• EXERCISE PROMPT
Locate every line in the rows below that contains the string "police", matching case exactly, and copy each such line in full.

• MATERIAL FOR THIS EXERCISE
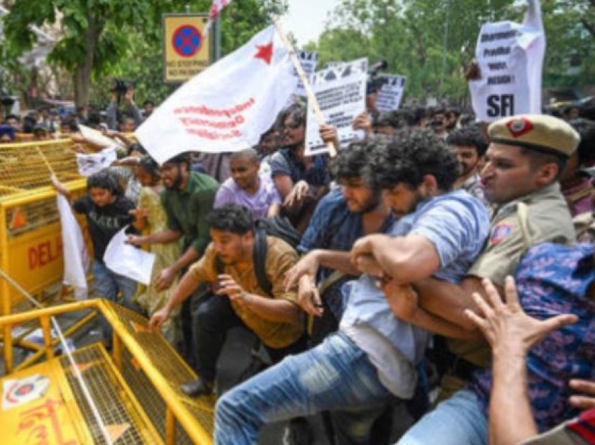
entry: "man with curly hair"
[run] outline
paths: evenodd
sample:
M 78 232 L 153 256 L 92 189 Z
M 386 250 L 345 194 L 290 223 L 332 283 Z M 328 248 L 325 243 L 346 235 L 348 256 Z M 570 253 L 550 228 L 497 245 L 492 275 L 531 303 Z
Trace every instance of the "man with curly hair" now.
M 371 157 L 393 211 L 405 217 L 390 232 L 402 254 L 396 269 L 402 275 L 394 282 L 430 276 L 458 282 L 481 251 L 489 218 L 477 199 L 451 191 L 458 176 L 452 152 L 430 132 L 406 131 L 387 147 L 379 145 Z M 354 260 L 367 272 L 365 248 Z M 384 295 L 393 281 L 381 283 L 382 289 L 378 281 L 365 273 L 346 284 L 349 297 L 339 331 L 322 344 L 286 358 L 220 398 L 215 443 L 255 444 L 265 424 L 323 410 L 367 412 L 395 396 L 411 398 L 415 366 L 430 334 L 394 316 Z M 447 323 L 442 328 L 465 334 Z M 351 435 L 356 443 L 370 442 L 369 431 L 353 432 L 358 433 Z

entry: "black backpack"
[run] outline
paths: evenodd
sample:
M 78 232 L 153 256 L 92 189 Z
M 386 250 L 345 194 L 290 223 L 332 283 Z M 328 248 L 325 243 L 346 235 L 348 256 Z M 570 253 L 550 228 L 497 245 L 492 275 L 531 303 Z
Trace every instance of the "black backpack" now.
M 254 273 L 256 274 L 256 280 L 258 285 L 270 297 L 273 296 L 273 285 L 267 276 L 267 252 L 268 244 L 267 243 L 267 231 L 257 224 L 256 230 L 254 234 L 254 252 L 253 259 L 254 261 Z M 218 257 L 217 273 L 223 274 L 225 271 L 225 265 Z

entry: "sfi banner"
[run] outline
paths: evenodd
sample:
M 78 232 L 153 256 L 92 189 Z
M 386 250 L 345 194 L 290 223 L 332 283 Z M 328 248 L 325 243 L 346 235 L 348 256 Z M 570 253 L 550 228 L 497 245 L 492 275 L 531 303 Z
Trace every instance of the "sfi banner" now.
M 541 71 L 545 32 L 538 0 L 528 0 L 522 24 L 484 24 L 477 38 L 479 78 L 469 82 L 477 118 L 493 122 L 541 113 Z
M 209 66 L 208 14 L 163 15 L 163 78 L 186 82 Z

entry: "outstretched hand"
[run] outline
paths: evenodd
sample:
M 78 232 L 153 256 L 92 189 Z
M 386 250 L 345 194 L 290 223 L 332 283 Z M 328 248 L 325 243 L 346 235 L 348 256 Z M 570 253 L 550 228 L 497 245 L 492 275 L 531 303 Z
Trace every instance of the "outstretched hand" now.
M 578 320 L 576 316 L 571 314 L 559 315 L 543 320 L 528 316 L 519 302 L 514 279 L 512 276 L 506 277 L 505 302 L 502 301 L 491 281 L 484 279 L 483 285 L 487 299 L 477 292 L 473 294 L 473 300 L 479 311 L 475 313 L 466 309 L 465 313 L 483 332 L 494 351 L 526 353 L 548 334 L 576 323 Z

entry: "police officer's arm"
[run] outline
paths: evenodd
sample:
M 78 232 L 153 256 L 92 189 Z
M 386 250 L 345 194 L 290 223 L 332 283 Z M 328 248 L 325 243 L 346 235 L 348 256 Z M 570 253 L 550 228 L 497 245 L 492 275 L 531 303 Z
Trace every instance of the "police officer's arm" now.
M 481 334 L 461 327 L 420 307 L 417 295 L 410 285 L 386 280 L 381 288 L 398 318 L 449 338 L 469 340 L 480 338 Z

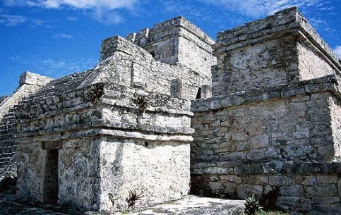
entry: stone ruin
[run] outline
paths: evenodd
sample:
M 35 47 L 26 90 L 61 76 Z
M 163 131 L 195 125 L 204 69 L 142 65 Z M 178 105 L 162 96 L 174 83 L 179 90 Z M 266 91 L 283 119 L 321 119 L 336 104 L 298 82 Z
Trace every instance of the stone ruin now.
M 191 194 L 341 213 L 341 61 L 297 8 L 218 33 L 183 17 L 0 101 L 0 179 L 81 210 Z

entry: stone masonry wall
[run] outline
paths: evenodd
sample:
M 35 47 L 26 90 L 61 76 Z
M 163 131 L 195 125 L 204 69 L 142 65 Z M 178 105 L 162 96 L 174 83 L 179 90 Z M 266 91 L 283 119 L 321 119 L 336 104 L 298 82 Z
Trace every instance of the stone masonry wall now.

• EXERCISE SOLUTION
entry: "police officer's arm"
Trace every instance of the "police officer's arm" now.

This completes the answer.